→ PROBLEM DETAILS
Summarize the write-up on glycoprotein-targeted CAR-NK cells for SARS-CoV-2 infection in three sentences.
[EXCERPT PROVIDED — start]
A novel approach using glycoprotein targeted chimeric antigen receptor (CAR)-NK Cells for the treatment of SARS-CoV-2 infection

A group from The Sidney Kimmel Comprehensive Cancer Center, Johns Hopkins University School of Medicine, Baltimore, MD, USA, etc. has reported a novel approach using glycoprotein targeted chimeric antigen receptor (CAR)-NK Cells for the treatment of SARS-CoV-2 infection.
https://www.ncbi.nlm.nih.gov/pmc/articles/PMC8732772/

NK cells are innate lymphocytes of the immune system with an important role in the control of viral infections, and CAR-T and CAR-NK cells are emerging immunotherapies against cancer and infectious disease with great promise.

Typically, the expressed synthetic receptors on NK cells are designed to bind target surface protein. In this study, authors designed a CAR making use of a unique extracellular moiety (i.e., lectin) with binding properties dependent on target glycosylation. Targeting of glycoprotein, and specifically N-glycosylation products, with a CAR is rare. This is the first CAR targeting the N-glycans dispersed on SARS-CoV-2 Spike protein, and also, this would be the first lectin-based CAR designed and functionally tested in pre-clinical study.

As lectins have evolved over millions of years to be highly potent and selective to glycans, the H84T-BanLec CAR represents an entirely new approach in that it targets aberrant glycosylation patterns (high mannose, in this case) in SARS-CoV-2 viral proteins. Here, Banlec is a lectin which is known to have binding specificity to high mannose which exists in proximity to the receptor binding domain of the envelope SARS-CoV-2 Spike protein.

There is a strong need for the development of CARs with receptor targeting patterns that are less likely to be impacted by genomic point mutations observed in RNA virus such as SARS-CoV-2.
[EXCERPT PROVIDED — finish]
[DATA SHOWN — start]
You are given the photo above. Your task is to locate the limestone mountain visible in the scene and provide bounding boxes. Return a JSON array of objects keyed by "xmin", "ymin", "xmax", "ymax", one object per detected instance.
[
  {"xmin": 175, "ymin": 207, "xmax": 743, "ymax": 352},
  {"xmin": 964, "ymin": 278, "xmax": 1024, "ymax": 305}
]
[DATA SHOWN — finish]
→ ANSWER SECTION
A group from the Sidney Kimmel Comprehensive Cancer Center at Johns Hopkins University School of Medicine and other institutions reported CAR-NK cells whose receptor uses the lectin H84T-BanLec, which binds the high-mannose glycans near the receptor binding domain of the SARS-CoV-2 Spike protein. The text calls this the first CAR targeting the N-glycans on the Spike protein and the first lectin-based CAR designed and functionally tested in a pre-clinical study. It stresses a strong need for CARs whose targeting is less likely to be affected by genomic point mutations in RNA viruses such as SARS-CoV-2.